• [The problem]:
Look for "of the dark" in the listing below, then copy exactly the line it appears in and all lines after it to the end, and nothing more.

[A run of records]
◆ ◆ ◆ ◆ ◆

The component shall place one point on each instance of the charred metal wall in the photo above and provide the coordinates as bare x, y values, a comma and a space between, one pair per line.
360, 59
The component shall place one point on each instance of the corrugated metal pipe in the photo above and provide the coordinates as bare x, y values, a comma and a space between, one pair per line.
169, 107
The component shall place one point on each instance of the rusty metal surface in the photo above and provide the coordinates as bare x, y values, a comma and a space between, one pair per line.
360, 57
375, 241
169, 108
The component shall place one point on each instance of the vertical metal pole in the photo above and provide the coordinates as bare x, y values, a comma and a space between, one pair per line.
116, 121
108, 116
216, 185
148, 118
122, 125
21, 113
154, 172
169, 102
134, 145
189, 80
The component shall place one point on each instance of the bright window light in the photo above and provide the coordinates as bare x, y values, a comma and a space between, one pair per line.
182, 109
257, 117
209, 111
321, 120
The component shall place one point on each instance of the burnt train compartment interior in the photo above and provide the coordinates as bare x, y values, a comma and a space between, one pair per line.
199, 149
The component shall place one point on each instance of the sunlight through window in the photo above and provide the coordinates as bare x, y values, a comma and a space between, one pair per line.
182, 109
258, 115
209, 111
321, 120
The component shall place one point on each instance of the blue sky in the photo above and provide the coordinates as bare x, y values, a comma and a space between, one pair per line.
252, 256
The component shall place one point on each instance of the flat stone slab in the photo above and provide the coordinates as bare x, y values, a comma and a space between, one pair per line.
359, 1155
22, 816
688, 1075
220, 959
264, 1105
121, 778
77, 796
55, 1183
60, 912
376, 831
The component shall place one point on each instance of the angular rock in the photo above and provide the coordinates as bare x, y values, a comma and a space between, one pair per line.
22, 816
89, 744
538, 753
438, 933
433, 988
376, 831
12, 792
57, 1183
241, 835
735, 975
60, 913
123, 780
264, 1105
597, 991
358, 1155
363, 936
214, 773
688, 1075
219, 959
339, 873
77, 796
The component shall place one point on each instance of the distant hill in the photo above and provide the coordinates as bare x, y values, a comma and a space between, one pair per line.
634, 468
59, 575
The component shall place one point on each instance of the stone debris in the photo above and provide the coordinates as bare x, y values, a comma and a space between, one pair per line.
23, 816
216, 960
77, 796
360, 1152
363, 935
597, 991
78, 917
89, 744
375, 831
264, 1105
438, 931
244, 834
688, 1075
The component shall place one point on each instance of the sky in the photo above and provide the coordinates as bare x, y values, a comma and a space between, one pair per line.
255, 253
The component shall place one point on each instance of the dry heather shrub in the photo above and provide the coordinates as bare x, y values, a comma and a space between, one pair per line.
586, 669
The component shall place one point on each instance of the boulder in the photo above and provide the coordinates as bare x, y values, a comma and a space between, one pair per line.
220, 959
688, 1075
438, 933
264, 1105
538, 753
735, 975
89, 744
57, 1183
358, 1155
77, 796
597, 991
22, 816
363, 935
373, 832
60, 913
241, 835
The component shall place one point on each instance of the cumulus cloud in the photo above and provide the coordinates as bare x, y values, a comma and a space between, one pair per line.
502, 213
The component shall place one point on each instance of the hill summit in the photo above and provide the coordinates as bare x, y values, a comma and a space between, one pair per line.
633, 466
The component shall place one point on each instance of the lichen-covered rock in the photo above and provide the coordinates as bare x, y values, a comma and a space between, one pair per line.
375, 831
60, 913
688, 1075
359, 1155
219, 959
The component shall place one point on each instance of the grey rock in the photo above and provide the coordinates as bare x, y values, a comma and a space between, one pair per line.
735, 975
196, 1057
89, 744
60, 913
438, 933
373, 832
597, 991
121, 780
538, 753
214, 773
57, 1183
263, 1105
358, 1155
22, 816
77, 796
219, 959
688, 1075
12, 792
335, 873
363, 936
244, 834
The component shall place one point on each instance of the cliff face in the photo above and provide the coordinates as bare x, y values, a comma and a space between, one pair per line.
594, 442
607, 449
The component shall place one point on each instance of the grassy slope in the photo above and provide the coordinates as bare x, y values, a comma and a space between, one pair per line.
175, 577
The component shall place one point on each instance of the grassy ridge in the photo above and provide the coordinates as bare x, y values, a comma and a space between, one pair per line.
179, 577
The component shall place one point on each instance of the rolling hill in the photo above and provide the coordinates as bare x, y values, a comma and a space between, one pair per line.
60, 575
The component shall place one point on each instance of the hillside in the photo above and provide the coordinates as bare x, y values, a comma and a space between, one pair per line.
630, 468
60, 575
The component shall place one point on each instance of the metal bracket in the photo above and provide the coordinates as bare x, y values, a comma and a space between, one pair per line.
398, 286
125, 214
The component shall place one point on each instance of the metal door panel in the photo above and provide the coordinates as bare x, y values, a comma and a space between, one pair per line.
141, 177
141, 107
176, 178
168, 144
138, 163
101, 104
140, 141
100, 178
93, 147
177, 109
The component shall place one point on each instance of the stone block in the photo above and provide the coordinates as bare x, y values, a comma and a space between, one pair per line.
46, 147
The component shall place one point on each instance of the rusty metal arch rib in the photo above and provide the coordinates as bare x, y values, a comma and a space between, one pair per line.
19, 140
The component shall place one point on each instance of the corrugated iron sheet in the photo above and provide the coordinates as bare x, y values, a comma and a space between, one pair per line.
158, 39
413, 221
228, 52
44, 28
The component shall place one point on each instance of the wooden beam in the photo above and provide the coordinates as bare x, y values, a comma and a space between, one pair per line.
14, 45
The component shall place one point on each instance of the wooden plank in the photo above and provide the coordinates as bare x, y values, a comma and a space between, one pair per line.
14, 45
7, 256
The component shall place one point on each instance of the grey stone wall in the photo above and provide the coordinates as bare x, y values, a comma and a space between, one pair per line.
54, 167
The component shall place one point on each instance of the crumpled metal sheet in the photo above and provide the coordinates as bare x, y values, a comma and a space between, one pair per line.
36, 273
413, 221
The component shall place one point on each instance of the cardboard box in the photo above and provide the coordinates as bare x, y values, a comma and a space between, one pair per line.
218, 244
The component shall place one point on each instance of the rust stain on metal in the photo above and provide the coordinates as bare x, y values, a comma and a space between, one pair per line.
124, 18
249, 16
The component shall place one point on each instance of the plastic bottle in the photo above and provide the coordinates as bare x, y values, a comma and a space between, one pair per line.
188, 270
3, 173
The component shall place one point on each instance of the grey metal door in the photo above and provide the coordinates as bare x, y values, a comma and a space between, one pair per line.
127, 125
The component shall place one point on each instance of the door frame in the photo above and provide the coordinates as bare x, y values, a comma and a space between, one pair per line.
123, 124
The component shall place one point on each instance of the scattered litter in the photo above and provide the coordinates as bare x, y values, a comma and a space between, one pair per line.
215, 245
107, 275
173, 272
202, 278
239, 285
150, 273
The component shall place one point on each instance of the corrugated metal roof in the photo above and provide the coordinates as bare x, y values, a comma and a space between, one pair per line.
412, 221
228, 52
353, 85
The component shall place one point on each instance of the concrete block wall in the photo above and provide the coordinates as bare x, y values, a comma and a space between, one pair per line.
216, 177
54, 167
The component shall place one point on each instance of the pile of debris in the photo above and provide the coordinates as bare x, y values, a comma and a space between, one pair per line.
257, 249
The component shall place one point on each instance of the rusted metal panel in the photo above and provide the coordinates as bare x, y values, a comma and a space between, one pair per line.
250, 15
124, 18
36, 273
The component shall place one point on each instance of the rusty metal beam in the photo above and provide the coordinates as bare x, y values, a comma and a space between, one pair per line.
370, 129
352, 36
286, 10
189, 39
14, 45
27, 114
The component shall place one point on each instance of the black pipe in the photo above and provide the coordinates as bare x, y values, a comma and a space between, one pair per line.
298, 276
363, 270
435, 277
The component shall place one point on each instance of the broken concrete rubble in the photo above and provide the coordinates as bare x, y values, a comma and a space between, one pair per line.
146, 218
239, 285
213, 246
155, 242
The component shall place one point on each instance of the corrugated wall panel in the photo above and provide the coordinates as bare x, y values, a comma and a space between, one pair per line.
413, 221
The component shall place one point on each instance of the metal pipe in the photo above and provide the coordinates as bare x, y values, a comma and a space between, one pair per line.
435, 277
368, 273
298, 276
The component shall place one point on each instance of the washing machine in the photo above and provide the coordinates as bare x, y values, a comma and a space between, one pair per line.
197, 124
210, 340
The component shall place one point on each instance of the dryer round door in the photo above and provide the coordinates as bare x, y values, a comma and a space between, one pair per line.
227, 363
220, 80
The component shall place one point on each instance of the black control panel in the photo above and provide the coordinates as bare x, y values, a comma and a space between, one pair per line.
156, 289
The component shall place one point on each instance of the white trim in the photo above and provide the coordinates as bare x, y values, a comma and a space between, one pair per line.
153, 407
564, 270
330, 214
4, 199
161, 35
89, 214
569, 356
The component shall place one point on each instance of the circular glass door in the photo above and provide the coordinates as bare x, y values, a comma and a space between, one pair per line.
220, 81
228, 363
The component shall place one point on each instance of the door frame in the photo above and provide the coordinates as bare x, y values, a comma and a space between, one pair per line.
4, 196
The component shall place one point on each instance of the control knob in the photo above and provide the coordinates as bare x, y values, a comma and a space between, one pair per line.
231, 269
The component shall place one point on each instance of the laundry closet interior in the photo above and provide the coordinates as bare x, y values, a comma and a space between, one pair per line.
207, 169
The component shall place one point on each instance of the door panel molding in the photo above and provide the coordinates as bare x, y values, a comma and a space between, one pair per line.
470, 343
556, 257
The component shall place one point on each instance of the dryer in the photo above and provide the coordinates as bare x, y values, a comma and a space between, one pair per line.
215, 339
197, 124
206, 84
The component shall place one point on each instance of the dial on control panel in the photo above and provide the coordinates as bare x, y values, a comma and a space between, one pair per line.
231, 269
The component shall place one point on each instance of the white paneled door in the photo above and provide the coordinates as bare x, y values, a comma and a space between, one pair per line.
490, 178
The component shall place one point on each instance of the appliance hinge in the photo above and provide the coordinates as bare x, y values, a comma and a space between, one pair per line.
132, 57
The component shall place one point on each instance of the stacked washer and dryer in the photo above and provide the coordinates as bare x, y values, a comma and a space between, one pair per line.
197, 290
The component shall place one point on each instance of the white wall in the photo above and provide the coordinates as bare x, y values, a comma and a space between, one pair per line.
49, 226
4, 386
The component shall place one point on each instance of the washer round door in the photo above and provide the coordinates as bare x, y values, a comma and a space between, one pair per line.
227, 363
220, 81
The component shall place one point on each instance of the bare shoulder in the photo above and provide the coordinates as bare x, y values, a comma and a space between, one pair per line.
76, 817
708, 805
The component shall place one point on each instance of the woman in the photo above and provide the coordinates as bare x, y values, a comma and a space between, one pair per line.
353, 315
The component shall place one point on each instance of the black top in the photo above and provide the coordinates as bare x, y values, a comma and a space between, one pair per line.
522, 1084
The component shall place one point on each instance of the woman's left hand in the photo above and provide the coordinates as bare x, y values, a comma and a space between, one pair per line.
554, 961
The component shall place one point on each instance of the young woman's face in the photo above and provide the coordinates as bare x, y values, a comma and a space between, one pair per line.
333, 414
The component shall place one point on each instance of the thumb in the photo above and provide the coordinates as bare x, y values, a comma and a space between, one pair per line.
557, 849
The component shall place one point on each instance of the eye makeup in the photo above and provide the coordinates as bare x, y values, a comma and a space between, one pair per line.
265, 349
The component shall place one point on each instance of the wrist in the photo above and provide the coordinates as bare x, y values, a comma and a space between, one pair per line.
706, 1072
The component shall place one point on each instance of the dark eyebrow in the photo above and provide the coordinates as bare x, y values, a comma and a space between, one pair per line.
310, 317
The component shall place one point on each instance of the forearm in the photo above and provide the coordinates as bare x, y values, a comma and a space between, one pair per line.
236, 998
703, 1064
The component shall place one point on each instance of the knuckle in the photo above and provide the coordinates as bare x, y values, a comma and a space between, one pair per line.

◆ ◆ ◆ ◆ ◆

• [Correct response]:
The component shall place one point on each instance of the dark eyebrow in the photo above and provide the coordinates as bare x, y values, a comma and a space between, one pair per line.
310, 317
The component shall place one point on each instance of the forearm in the photo above and provide the coordinates as bare x, y values, a comma and a space between, one pair per line.
236, 998
703, 1064
The component shall place one point on each instance of the knuckle in the photo above and provide the coordinates as bare x, y values, a comma and a space between, one pair per line.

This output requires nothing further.